*Working data*
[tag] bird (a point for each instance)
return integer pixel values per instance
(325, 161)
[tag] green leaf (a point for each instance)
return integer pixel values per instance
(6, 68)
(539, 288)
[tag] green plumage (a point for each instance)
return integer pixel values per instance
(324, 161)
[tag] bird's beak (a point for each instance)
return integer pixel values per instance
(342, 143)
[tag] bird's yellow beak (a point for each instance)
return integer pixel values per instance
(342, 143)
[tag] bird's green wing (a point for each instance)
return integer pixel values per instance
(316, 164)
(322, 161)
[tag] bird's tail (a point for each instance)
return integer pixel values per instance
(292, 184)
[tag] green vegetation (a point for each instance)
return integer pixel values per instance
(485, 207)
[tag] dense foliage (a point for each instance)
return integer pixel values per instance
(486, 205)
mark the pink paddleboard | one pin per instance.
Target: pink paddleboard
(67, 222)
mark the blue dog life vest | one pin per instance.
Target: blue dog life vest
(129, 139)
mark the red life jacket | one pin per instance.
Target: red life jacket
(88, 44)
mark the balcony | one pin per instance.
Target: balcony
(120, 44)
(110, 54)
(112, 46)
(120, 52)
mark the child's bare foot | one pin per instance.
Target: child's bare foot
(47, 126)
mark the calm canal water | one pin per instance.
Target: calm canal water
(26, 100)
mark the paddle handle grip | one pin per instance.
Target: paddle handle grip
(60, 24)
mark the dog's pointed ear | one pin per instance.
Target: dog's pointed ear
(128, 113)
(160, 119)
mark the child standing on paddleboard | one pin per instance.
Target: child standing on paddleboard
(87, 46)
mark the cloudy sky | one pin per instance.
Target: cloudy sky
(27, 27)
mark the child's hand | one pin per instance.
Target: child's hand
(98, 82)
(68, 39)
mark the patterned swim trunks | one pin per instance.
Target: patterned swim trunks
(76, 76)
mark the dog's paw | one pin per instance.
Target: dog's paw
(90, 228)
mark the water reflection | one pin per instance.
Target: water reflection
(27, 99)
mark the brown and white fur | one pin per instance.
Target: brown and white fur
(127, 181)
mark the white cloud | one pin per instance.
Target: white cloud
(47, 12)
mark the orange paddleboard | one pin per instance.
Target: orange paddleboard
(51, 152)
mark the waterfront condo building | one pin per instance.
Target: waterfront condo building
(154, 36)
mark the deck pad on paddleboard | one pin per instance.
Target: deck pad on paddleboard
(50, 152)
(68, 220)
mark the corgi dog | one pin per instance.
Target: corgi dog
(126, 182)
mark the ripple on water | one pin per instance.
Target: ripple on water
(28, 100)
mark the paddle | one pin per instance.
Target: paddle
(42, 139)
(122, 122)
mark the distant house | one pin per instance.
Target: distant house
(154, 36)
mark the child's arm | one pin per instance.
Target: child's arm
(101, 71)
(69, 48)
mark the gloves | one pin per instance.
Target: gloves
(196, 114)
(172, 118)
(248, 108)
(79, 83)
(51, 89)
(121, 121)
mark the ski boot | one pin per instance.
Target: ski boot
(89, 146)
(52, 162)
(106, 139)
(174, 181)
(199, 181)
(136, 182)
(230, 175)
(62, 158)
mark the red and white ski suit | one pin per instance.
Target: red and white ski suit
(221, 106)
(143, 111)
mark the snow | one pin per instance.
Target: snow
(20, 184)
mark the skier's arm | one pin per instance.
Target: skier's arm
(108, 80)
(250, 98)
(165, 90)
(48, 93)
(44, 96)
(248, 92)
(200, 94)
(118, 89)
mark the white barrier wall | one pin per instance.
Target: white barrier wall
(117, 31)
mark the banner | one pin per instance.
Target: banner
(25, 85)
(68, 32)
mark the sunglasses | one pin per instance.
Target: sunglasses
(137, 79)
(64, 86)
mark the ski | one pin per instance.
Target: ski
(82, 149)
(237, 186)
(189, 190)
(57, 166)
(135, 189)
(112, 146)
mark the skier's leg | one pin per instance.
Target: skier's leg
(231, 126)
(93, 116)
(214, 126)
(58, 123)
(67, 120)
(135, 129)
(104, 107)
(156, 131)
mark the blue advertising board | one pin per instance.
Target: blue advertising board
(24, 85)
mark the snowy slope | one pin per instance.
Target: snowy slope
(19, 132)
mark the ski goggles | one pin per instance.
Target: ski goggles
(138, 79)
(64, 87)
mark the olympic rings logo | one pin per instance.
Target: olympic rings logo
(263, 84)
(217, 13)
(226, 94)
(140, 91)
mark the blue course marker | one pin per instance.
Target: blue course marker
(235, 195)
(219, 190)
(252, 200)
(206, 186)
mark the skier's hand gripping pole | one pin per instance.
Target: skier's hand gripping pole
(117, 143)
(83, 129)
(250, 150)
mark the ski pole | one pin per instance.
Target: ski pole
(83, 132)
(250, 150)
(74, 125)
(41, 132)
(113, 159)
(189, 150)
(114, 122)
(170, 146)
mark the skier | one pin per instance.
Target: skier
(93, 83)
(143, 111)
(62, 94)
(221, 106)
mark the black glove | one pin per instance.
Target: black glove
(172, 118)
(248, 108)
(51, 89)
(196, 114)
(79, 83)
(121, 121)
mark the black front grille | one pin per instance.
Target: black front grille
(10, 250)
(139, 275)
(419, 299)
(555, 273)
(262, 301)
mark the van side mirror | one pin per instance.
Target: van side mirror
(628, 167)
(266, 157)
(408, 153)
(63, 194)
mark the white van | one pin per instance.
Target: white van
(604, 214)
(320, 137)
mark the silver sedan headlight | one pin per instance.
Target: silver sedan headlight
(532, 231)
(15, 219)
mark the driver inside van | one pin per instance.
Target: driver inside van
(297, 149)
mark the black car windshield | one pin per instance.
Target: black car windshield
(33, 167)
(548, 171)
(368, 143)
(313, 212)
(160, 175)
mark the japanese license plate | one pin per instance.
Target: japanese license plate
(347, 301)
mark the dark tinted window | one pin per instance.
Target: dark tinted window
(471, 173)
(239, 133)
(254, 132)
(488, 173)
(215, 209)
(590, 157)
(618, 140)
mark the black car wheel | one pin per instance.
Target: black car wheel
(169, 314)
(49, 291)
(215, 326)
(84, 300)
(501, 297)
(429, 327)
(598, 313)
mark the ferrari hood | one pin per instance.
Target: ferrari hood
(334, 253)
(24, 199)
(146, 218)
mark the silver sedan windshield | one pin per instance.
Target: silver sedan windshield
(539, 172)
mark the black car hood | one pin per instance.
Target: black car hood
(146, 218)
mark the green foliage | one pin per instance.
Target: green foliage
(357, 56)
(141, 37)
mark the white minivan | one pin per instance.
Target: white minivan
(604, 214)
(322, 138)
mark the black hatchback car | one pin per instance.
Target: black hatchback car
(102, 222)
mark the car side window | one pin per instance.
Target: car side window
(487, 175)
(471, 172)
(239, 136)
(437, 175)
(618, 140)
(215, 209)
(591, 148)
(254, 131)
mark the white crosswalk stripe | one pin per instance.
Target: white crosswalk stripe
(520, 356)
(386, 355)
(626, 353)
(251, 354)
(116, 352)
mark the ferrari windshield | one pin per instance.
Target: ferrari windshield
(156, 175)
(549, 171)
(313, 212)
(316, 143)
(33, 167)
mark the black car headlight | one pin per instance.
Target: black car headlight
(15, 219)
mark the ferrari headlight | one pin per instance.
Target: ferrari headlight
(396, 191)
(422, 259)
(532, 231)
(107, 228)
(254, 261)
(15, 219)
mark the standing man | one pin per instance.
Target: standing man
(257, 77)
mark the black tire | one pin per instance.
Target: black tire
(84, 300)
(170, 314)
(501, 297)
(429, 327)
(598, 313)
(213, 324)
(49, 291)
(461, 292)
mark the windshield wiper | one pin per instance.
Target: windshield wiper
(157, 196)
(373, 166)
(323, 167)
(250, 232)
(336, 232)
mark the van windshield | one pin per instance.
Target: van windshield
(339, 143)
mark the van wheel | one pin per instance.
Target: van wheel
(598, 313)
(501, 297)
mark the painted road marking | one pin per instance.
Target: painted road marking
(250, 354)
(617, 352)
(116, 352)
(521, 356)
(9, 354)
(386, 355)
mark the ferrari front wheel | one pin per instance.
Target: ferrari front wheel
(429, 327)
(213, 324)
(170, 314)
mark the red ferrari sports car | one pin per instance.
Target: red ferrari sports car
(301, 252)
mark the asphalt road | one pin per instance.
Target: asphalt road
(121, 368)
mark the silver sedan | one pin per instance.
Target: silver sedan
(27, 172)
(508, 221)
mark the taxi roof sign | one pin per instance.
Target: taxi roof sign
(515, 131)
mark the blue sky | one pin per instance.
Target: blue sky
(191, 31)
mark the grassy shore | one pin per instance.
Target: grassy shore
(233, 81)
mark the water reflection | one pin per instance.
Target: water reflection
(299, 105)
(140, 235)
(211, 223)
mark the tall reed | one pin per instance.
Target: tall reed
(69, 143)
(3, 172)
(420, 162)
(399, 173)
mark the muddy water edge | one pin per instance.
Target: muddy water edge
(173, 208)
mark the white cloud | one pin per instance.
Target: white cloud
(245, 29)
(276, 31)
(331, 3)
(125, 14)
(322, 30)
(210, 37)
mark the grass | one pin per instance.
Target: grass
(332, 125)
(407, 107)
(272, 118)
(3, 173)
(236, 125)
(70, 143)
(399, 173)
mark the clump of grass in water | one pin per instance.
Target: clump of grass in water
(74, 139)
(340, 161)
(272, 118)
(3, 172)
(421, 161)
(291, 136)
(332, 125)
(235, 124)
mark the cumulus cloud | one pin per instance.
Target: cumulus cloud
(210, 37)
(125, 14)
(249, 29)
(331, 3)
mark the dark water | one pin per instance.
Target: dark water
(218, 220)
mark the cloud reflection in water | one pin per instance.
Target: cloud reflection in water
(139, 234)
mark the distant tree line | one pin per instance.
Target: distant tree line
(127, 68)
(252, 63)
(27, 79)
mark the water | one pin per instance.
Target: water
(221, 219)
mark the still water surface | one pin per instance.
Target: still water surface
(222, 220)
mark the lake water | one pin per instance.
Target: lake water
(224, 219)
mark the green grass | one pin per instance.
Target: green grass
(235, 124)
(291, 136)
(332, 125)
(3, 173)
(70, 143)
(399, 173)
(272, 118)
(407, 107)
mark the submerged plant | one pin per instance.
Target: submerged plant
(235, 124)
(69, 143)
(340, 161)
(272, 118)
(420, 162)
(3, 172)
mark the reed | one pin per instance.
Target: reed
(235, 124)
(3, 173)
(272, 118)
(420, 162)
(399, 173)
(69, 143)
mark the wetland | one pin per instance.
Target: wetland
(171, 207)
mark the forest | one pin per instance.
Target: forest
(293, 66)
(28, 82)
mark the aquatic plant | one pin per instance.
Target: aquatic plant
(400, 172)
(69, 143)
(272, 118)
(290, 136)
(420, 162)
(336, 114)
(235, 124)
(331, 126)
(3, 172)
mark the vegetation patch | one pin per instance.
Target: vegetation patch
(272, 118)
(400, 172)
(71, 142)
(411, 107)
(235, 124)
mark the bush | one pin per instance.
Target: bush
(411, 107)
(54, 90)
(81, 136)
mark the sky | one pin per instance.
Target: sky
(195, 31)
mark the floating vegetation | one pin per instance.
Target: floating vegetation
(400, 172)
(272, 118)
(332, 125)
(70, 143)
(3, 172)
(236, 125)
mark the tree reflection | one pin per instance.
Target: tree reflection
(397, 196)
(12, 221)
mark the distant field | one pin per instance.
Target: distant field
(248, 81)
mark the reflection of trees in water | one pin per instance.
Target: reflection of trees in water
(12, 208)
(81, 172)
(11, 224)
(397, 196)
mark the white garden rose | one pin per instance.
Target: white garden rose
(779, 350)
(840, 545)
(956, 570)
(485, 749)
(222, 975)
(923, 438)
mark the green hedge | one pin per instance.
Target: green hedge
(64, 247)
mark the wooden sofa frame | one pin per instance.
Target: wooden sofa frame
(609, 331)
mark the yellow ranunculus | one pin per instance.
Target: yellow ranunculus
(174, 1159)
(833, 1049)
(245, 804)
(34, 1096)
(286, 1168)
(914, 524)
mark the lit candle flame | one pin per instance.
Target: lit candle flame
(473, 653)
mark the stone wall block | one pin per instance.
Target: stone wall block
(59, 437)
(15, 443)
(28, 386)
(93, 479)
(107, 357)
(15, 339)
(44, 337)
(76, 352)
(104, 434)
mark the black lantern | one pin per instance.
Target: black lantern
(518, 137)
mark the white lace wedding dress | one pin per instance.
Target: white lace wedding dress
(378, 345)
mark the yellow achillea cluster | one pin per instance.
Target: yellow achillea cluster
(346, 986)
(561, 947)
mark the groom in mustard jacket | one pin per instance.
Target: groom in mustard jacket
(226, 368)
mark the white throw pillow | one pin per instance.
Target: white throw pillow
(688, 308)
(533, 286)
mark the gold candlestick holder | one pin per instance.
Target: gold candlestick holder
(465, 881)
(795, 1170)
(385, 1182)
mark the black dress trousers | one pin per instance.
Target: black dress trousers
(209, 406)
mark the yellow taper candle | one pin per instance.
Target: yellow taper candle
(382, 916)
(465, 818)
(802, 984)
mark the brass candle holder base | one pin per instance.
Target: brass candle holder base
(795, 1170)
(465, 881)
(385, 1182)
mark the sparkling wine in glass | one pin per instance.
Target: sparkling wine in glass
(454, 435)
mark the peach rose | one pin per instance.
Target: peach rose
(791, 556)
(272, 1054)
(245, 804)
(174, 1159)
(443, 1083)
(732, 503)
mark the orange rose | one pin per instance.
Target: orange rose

*What to produce*
Retrieve every line above holding the word "bird".

*Answer below*
[tag] bird (a point for each instance)
[tag] bird's beak (a point for each instance)
[tag] bird's yellow beak (a point for each instance)
[tag] bird's green wing (a point for each instance)
[tag] bird's tail (a point for each instance)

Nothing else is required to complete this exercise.